> REQUIRED ACTIONS:
1) In the essay below, transcribe everything from "Everyone has moments, and" down to "else was around.".
2) According to the essay below, what did the writer imagine being in the world created in the writer's own brain?
3) Summarize the essay below in two sentences.

> PASSAGE PROVIDED:
____

My mother might be surprised to know that I was an angry child. She might be surprised because while I was a bit hard to handle I was still respectful (most of the time) and nice to others (a fair bit of the time).
Besides, I was mostly quiet around others so it was probably easy to see me as a well-adjusted child. I wasn’t. And it had nothing to do with my mother. It was all about me and the world I had created for myself in my brain. In that world I was a slug, a tiny, insignificant, disgusting slug who was unworthy of everything.
Sure, I could dress up nicely, smile for the cameras, and even say the right things. But that is precisely why someone should have realized my anger, if they were paying attention to me, that is. Saying and doing all the right things at all the right times just doesn’t jive with anyone, not a living, breathing human being anyway .
Everyone has moments, and everyone explodes sometimes. I did too. I just kept that private as well. I would scream into my pillow. I would slam my hand over my mouth and muffle my epithets that way as well. Sometimes I would even hit something that couldn’t hit back. All in the privacy of my bedroom, or when no one else was around.
Even then I cared about appearances, what people felt about me, above all. It didn’t matter how angry I was, I would never let them see me mad. Of course I know now how detrimental that was, and after a lot of therapy and some intense soul searching I realize that being mad is not the end of the world.
If someone is going to judge me for having feelings so be it, but bottling them up helps absolutely no one. It definitely doesn’t help me. I think back to all those times I punched my pillow, to all the times I screamed silently into the dark. I think back and I shake my head, but if I hadn’t gone through all of that I would never be here now.
And I bet on reflection that my mother won’t at all be surprised by this admission. I’ve never been as good at hiding my emotions as I think I am.

____

> INPUT DATA:
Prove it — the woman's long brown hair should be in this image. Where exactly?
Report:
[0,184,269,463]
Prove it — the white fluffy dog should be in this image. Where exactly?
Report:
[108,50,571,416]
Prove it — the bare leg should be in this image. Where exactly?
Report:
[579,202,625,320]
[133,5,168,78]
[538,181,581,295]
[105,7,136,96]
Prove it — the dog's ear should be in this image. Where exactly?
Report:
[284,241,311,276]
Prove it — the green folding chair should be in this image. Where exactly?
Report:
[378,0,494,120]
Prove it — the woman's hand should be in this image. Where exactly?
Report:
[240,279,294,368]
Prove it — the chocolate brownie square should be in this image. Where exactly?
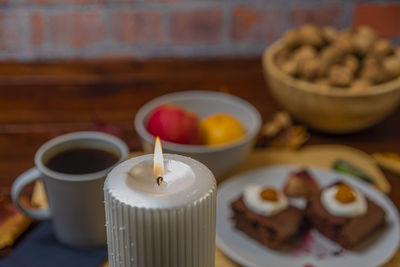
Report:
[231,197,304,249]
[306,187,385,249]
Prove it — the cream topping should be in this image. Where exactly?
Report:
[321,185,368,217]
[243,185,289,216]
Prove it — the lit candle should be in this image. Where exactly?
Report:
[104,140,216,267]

____

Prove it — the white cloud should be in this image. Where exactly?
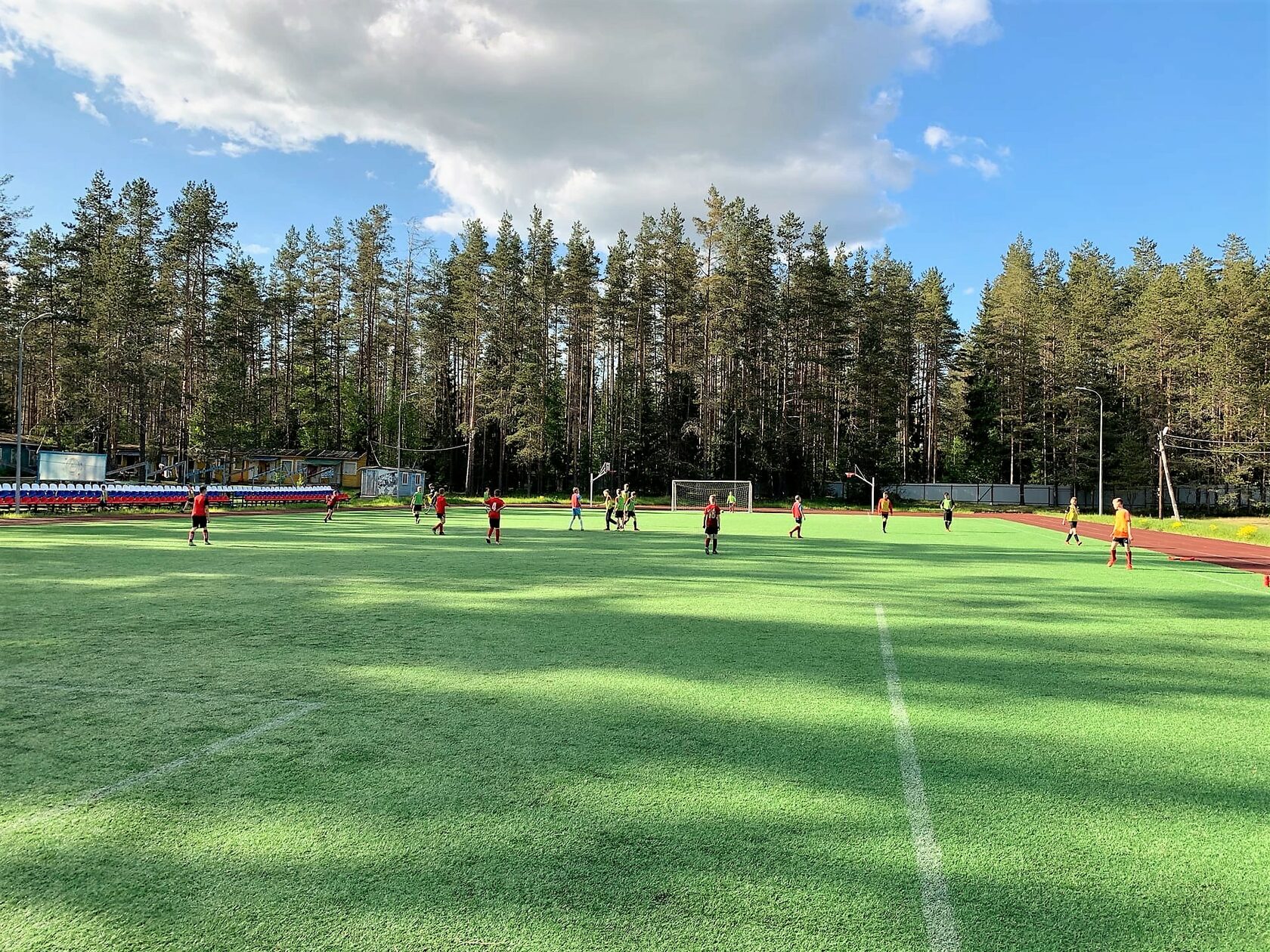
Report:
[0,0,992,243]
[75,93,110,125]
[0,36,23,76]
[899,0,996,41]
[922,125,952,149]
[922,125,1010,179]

____

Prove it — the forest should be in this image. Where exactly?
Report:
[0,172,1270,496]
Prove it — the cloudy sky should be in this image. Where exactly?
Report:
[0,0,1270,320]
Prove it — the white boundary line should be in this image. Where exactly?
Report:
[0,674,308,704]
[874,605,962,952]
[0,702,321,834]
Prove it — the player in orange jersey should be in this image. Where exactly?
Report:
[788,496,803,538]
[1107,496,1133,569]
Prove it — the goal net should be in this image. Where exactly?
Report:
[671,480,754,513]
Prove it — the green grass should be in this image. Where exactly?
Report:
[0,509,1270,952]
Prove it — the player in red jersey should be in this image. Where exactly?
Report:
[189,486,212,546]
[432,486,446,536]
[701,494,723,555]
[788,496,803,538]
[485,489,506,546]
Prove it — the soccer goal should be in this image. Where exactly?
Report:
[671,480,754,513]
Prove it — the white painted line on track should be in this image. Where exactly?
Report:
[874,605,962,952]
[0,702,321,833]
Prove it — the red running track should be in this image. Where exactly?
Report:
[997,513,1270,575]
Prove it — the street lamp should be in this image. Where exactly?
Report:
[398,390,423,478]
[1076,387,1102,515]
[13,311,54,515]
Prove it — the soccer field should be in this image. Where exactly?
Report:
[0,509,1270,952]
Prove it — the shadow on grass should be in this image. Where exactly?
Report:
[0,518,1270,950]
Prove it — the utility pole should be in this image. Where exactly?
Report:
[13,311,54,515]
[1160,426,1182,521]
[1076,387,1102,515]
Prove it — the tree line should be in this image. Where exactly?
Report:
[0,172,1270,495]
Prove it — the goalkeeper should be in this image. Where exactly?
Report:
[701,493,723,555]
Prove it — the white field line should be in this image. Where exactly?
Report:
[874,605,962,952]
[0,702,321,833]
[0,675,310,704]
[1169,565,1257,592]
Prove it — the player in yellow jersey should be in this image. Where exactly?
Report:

____

> TASK SOLUTIONS:
1)
Everyone has moments, and everyone explodes sometimes. I did too. I just kept that private as well. I would scream into my pillow. I would slam my hand over my mouth and muffle my epithets that way as well. Sometimes I would even hit something that couldn’t hit back. All in the privacy of my bedroom, or when no one else was around.

2) A tiny, insignificant, disgusting slug that was unworthy of everything.

3) The writer was an angry child who seemed quiet and well-adjusted but privately felt like an unworthy slug and vented anger alone by screaming into a pillow, muffling curses, or hitting things. After therapy and soul searching, the writer realizes that being mad is not the end of the world and that bottling up feelings helps no one, and expects the mother will not be surprised by this admission.